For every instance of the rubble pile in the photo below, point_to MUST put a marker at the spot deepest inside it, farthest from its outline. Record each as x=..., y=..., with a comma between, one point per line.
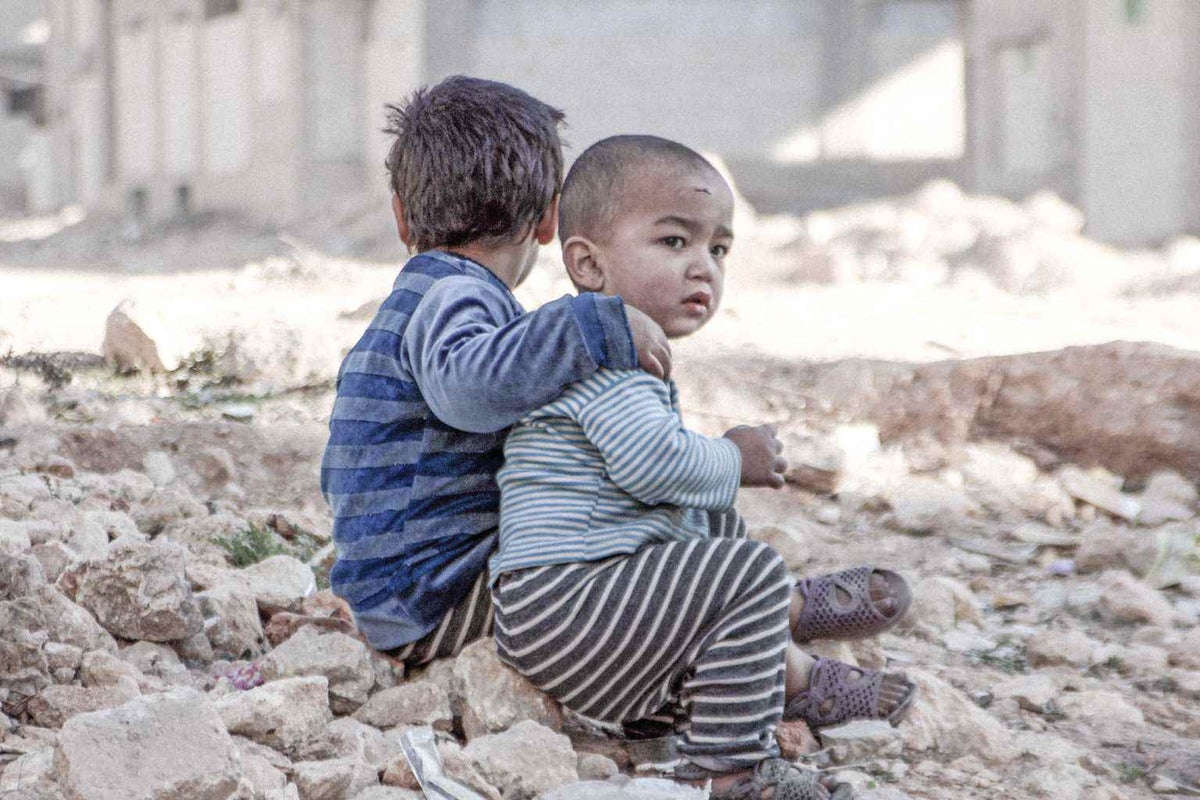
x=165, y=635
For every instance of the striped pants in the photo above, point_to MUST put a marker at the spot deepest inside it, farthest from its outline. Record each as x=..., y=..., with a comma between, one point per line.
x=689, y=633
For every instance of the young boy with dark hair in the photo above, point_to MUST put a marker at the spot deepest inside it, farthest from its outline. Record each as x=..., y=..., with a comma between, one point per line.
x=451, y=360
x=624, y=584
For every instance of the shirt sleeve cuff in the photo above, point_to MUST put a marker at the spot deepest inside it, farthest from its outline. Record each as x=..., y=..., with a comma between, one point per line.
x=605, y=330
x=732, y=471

---

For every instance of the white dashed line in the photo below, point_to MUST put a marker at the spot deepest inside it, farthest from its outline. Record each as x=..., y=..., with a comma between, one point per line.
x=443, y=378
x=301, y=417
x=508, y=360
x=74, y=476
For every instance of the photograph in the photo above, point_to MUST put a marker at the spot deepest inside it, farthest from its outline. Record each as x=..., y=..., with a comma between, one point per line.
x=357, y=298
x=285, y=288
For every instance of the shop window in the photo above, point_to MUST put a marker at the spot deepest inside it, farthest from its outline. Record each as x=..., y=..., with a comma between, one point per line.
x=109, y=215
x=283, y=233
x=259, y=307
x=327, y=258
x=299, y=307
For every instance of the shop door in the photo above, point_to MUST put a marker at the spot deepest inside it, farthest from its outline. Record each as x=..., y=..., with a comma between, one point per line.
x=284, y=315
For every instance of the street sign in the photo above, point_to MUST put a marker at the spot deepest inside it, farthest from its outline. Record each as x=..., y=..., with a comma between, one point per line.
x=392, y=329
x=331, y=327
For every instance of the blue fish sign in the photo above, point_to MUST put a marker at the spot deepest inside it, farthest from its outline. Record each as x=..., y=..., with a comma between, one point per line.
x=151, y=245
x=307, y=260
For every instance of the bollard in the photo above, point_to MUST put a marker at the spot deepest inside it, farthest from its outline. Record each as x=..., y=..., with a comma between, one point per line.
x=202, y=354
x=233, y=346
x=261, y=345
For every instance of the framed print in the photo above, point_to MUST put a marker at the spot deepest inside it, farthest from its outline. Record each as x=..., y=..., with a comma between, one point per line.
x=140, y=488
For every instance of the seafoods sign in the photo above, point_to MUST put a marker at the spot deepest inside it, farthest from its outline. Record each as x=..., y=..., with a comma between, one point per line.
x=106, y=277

■ To do ■
Please count the lines in the data above that contain the word "below", and reply with only the number.

■ Response ■
2